§ Aim of the task: Copy the rows below word for word, beginning with the first line and continuing through the line that contains "[[40, 240]]". Include both of those lines and nothing past them.
• • • • • • •
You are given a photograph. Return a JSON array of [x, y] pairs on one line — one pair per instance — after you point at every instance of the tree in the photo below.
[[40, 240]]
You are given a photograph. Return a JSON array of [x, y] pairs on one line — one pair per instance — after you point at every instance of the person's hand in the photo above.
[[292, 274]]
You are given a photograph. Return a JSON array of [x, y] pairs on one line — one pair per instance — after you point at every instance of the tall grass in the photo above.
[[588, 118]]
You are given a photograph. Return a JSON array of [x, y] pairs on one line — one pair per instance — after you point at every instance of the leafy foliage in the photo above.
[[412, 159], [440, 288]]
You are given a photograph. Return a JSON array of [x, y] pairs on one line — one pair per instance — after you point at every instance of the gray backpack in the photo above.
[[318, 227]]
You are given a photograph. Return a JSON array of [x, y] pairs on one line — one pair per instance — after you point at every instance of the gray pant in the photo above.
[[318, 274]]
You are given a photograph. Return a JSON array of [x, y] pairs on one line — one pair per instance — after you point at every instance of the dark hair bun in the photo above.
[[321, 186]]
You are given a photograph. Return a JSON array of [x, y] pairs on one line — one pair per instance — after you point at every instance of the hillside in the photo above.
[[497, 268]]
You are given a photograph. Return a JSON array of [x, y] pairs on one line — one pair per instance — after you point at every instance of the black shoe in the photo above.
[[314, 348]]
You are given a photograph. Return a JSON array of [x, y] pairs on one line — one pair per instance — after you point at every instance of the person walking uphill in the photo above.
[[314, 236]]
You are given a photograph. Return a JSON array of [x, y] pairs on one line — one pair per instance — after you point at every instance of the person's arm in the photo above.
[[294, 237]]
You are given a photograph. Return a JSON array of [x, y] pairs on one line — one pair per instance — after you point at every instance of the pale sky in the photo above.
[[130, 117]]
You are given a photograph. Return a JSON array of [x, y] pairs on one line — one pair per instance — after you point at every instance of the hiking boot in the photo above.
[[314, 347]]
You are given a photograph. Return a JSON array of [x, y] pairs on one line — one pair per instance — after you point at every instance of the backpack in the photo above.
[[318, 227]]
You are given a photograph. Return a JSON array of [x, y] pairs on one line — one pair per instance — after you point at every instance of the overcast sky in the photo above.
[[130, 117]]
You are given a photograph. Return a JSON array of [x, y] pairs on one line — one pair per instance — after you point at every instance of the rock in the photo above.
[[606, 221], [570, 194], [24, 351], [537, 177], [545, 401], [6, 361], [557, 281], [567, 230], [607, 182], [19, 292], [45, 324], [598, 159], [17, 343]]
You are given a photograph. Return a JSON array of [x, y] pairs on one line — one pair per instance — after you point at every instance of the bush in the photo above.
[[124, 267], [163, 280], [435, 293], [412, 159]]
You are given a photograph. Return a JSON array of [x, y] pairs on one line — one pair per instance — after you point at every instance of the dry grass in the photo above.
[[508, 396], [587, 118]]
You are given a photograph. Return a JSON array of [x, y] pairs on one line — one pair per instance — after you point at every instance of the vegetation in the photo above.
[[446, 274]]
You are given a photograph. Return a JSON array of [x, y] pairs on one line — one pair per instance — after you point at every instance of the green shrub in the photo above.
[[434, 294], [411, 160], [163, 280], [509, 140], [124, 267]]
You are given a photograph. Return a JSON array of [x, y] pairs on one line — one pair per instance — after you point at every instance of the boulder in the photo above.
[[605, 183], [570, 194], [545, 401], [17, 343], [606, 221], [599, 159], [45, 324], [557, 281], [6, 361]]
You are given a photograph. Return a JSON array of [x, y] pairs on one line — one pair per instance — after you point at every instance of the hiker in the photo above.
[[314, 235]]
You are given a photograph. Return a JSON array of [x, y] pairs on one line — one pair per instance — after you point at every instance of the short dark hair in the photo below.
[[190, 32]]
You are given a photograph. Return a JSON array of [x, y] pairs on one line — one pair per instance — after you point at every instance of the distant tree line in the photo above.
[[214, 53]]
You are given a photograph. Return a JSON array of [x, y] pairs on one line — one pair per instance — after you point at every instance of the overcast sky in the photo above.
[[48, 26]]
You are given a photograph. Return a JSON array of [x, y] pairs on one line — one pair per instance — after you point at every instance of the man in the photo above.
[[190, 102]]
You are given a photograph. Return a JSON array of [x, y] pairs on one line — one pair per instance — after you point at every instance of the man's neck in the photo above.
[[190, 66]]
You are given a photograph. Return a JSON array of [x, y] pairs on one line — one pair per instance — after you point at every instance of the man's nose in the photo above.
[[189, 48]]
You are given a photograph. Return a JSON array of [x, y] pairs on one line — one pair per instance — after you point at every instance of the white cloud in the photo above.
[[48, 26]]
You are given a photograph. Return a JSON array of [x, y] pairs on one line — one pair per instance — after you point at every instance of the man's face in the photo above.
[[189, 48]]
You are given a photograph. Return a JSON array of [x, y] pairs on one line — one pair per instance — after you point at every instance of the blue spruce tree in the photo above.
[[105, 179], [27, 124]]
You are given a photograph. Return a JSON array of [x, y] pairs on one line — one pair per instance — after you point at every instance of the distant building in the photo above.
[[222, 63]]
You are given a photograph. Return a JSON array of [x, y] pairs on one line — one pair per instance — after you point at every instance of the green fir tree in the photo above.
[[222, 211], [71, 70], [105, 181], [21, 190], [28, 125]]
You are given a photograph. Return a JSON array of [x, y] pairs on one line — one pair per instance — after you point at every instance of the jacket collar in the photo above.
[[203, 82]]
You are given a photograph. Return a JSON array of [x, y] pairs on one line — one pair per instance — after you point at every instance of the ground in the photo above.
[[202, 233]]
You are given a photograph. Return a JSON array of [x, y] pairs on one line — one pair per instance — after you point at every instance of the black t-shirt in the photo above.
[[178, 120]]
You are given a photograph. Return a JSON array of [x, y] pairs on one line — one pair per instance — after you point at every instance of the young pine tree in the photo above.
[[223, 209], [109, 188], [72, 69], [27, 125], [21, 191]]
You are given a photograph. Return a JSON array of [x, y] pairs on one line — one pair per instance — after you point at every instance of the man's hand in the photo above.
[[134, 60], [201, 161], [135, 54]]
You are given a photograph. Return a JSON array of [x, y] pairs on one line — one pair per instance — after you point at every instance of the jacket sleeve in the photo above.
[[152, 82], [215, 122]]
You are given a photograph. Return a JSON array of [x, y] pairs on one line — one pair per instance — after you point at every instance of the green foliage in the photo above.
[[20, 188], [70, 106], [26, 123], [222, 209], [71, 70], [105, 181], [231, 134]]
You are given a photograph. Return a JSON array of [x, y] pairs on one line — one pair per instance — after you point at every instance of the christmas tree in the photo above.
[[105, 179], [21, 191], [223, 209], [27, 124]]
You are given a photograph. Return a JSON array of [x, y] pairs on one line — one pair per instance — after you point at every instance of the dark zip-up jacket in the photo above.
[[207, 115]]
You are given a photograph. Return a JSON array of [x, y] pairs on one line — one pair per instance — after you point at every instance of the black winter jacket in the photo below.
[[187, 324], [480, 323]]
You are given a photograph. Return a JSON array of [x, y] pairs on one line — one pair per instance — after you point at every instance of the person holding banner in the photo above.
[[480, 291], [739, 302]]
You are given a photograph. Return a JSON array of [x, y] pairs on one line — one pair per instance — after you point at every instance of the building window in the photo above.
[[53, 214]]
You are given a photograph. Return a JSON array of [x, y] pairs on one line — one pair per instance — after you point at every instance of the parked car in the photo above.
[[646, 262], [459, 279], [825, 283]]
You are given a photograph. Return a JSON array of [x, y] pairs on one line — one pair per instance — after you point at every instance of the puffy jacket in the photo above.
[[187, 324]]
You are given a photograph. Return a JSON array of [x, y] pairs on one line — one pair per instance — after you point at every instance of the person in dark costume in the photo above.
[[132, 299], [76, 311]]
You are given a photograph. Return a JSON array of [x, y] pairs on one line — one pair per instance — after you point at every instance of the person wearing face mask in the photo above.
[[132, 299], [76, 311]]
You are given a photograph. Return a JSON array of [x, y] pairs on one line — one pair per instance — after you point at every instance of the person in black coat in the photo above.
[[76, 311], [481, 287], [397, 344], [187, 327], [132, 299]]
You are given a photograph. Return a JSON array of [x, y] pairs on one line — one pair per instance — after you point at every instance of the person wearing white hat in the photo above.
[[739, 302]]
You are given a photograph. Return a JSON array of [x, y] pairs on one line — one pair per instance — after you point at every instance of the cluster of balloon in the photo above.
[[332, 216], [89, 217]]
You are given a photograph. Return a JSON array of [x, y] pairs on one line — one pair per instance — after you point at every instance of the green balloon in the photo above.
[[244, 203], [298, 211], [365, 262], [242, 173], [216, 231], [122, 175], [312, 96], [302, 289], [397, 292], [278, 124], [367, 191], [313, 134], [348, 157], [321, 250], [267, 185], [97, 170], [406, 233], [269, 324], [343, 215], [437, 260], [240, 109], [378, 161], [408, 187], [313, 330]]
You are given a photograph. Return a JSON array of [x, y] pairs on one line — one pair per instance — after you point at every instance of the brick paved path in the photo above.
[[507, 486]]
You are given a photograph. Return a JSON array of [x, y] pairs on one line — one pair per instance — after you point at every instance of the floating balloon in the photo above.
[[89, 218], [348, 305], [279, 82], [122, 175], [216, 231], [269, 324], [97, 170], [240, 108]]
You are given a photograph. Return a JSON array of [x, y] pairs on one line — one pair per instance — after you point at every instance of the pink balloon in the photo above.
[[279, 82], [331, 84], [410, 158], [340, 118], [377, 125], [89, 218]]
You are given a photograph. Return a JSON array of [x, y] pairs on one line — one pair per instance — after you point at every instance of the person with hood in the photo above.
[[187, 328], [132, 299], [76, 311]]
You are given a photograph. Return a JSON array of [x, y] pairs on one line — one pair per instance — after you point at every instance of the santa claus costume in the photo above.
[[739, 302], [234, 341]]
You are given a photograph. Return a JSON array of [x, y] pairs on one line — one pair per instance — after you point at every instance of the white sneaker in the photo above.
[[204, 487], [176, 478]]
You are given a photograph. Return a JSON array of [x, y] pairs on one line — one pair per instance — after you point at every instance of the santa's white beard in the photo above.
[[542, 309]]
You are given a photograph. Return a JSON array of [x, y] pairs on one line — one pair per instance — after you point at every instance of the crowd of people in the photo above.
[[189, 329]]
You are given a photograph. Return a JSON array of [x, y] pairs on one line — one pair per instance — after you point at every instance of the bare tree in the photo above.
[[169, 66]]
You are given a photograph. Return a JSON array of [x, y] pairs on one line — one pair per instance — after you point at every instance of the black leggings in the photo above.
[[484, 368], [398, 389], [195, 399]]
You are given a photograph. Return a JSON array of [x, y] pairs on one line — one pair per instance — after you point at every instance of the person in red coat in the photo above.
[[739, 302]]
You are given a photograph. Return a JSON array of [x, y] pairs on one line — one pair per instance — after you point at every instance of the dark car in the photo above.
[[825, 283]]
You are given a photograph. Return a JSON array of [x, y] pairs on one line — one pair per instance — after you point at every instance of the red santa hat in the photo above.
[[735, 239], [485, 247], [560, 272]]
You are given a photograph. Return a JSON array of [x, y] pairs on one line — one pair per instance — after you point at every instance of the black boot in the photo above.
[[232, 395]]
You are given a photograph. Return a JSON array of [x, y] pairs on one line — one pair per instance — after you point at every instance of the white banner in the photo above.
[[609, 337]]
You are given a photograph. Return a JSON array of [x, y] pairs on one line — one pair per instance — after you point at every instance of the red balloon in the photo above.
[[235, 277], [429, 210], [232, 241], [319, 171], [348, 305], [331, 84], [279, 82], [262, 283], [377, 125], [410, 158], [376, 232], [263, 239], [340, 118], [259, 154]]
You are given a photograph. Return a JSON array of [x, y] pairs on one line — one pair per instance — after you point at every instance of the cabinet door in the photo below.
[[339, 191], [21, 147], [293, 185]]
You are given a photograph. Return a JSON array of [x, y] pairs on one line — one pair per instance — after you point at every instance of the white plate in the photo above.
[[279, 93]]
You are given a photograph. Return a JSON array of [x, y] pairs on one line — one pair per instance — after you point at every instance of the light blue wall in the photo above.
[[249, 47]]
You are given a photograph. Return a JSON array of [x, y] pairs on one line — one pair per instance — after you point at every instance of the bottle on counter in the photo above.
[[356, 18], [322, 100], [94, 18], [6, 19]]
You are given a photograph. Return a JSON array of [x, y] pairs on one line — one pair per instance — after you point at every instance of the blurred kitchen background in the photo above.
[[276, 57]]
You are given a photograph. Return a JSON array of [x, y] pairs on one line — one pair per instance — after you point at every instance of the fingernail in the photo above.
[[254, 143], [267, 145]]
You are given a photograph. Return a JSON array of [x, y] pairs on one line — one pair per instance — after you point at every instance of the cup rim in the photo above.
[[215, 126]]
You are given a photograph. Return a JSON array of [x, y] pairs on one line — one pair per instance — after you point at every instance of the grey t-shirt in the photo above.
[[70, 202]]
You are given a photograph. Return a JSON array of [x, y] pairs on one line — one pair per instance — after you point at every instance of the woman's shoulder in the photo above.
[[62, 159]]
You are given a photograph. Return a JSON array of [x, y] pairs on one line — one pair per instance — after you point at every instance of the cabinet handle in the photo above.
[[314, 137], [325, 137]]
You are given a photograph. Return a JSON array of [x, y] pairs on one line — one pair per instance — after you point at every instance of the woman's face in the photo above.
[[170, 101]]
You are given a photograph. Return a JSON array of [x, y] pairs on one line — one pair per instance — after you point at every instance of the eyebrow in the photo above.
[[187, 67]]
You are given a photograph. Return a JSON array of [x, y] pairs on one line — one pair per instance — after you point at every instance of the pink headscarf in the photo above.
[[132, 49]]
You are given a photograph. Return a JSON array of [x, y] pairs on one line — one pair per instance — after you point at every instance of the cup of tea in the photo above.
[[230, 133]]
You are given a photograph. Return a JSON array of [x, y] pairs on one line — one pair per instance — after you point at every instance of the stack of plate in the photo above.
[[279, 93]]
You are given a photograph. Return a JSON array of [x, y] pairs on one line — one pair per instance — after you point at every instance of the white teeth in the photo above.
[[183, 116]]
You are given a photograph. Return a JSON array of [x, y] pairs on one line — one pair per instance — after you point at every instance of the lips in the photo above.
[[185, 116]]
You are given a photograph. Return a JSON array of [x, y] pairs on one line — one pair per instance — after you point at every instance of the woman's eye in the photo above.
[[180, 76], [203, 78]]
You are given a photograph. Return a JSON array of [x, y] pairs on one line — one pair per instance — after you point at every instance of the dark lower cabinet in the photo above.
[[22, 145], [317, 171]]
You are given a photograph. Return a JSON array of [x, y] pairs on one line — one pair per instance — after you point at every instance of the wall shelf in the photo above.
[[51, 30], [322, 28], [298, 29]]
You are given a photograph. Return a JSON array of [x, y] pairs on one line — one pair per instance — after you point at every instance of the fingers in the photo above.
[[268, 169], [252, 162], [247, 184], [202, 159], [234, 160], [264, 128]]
• • • • • • •
§ In response:
You are given a photograph. Return a JSON array of [x, y] pairs on one line — one pair per instance — after you point at every instance of the tree in the photo below.
[[40, 240]]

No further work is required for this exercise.